:: Document extract ::
┄┄┄┄┄┄┄┄┄┄
Cancellation Reason: Not all stories have a happy ending, but there is generally a moral to the story. There are many reasons why a customer cancels, some of which you can control or influence, others not as much. If you work to understand the cancellation reasons, you can use your findings to inform the Sales and Product cycles.

Typical cancellation reasons include:

  • Change in their business (financing, loss of executive sponsorship, etc.)
  • Not achieving value
  • Price
  • Purchased too soon
  • Competitor

Behind the Scenes

While the customer’s perspective is always valuable and telling, it is also important to consider the “behind the scenes snapshot.” You cannot tell the entire story without understanding the analytics of it all.

A few things to look at are:

Overall Health:

  • Usage – Was your customer using your product? If not, understand why and use this info to influence future behaviors.
  • Upgrade/Downgrades – Did your customer have any upgrade or downgrade events? Understand what perpetuated these events.
  • Bugs – Did your customer experience any bugs when using your product? What was the time to resolution?
  • Support Tickets – Some people view support tickets as engagement, I view them as a barrier to your customer’s success. Don’t get me wrong, the occasional support ticket is not a problem, but, for the most part, if your product is doing its job and is intuitively designed, then your customer should not have to contact support.

Sentiment Scores:

  • I touched upon this a little bit above. Understand how your customer rated your Support (CSAT) and NPS over the duration of their lifetime with you. Were there any key indicators that there may be trouble in paradise? Did they even respond to any surveys? In most cases, silence is worse than an opinion.

Customer Success:

  • What have you done lately to make your customer’s life easier? What are the proactive things that you have orchestrated to show the value of your product and your role in general? If you have to pause more than 15 seconds to think this through, you haven’t done enough.

Think through what metrics, measurements, or analytics are relevant to your world. Add them to your customer story to help complete that picture.

The End.. or just the beginning?

The final step in turning churn into your ultimate churn mitigation tool is aggregating all of your data/information into a consolidated location. I’ve talked about this before, but really, one customer story is just a story of one journey and one experience. When you tie multiple stories together, it becomes an actionable trend. Multiple data points that all point in the same direction are more impactful than one that stands alone.

As always, this is not all-encompassing. This is merely the start of a framework to get you thinking about how to learn from the stories that your customers hold and to make sure you do not accidentally stumble into that “doomed” category.
┄┄┄┄┄┄┄┄┄┄
:: Recorded information ::
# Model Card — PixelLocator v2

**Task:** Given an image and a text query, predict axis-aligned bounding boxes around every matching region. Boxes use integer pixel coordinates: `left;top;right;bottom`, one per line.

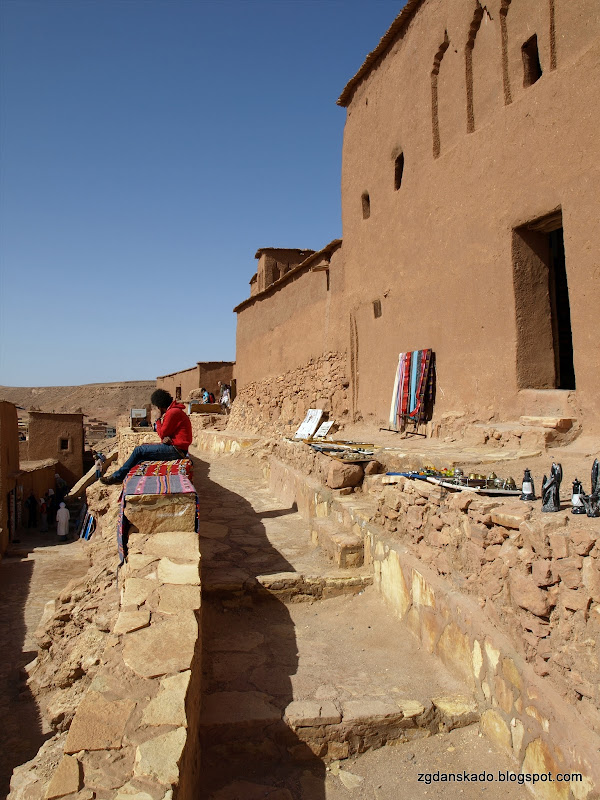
┄┄┄┄┄┄┄┄┄┄
:: What you have to do ::
According to the customer churn article, why should the data from many customer stories be gathered into one consolidated location? Answer in one to three sentences.

:: Result for this exercise ::
A single customer story reflects only one journey and one experience, but tying several stories together turns them into an actionable trend. Multiple data points that point in the same direction carry more weight than one that stands alone.